Saved data entries
····················
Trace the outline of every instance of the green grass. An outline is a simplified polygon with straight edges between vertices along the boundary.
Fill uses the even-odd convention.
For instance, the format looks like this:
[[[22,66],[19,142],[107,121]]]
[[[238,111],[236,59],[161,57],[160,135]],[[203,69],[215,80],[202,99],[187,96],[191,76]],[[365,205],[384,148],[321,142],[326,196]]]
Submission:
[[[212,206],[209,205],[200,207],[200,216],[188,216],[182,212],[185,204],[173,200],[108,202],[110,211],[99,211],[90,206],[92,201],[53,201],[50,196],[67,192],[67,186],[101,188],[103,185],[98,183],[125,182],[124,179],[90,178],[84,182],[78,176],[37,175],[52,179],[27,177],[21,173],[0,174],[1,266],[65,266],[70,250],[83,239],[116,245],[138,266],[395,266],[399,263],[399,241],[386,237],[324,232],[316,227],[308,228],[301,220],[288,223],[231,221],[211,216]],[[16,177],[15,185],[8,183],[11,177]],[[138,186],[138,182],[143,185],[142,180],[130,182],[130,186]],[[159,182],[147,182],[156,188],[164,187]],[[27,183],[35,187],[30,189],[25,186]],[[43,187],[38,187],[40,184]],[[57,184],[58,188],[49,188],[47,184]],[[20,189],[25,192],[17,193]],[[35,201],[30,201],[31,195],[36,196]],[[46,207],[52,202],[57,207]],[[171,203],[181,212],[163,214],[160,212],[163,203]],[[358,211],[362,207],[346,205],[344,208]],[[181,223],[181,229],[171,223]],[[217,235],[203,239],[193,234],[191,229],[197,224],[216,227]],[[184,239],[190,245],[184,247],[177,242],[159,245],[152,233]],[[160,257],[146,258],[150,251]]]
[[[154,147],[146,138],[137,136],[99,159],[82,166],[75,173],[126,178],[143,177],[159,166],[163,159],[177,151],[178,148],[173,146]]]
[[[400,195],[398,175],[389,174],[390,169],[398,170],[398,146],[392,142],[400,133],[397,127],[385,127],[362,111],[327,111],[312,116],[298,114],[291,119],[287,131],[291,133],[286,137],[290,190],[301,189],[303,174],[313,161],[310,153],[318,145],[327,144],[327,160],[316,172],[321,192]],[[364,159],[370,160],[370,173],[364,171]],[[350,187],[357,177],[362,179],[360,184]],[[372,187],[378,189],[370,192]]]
····················
■ EXERCISE PROMPT: Please print the records above exactly from their first line. End with the line containing "[[[22,66],[19,142],[107,121]]]", and include it.

■ THE COMPLETED TASK:
Trace the outline of every instance of the green grass. An outline is a simplified polygon with straight edges between vertices along the boundary.
Fill uses the even-odd convention.
For instance, the format looks like this:
[[[22,66],[19,142],[107,121]]]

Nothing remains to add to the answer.